Dataset entries:
----

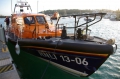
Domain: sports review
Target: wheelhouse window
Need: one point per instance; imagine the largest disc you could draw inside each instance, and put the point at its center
(40, 19)
(48, 19)
(29, 20)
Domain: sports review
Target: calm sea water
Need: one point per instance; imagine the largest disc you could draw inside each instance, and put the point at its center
(106, 29)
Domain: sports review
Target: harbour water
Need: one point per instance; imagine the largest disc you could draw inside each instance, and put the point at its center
(106, 29)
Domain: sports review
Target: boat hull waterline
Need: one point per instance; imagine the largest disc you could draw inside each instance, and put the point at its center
(74, 62)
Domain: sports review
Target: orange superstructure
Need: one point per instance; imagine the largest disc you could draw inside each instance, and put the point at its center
(33, 26)
(29, 25)
(55, 15)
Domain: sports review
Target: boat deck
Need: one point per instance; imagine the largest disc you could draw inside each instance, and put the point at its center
(7, 68)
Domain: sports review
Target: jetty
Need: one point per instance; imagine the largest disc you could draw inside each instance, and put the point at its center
(7, 68)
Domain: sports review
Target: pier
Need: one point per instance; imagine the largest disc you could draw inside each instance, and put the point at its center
(7, 68)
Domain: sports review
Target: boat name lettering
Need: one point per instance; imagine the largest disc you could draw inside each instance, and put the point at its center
(77, 60)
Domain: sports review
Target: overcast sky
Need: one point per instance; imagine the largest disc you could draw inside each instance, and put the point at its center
(5, 5)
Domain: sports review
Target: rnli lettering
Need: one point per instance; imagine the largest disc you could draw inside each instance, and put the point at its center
(77, 60)
(48, 55)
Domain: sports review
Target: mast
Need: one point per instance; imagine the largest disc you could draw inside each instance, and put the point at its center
(11, 6)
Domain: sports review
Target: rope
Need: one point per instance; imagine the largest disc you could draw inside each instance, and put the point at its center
(49, 61)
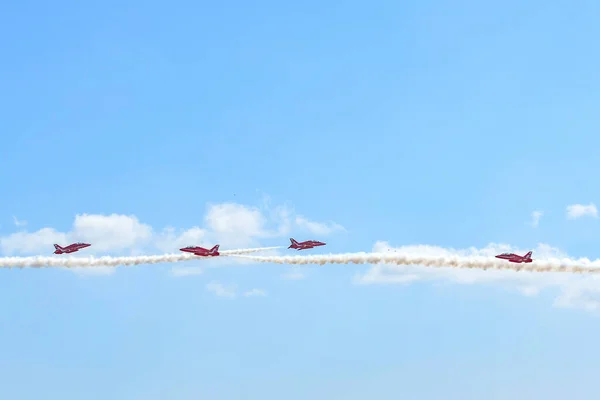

----

• _Problem to solve_:
Locate every line in the data above that contains the string "lettering", and copy each of those lines.

• _The output_:
Target: boat name lettering
Target: rnli lettering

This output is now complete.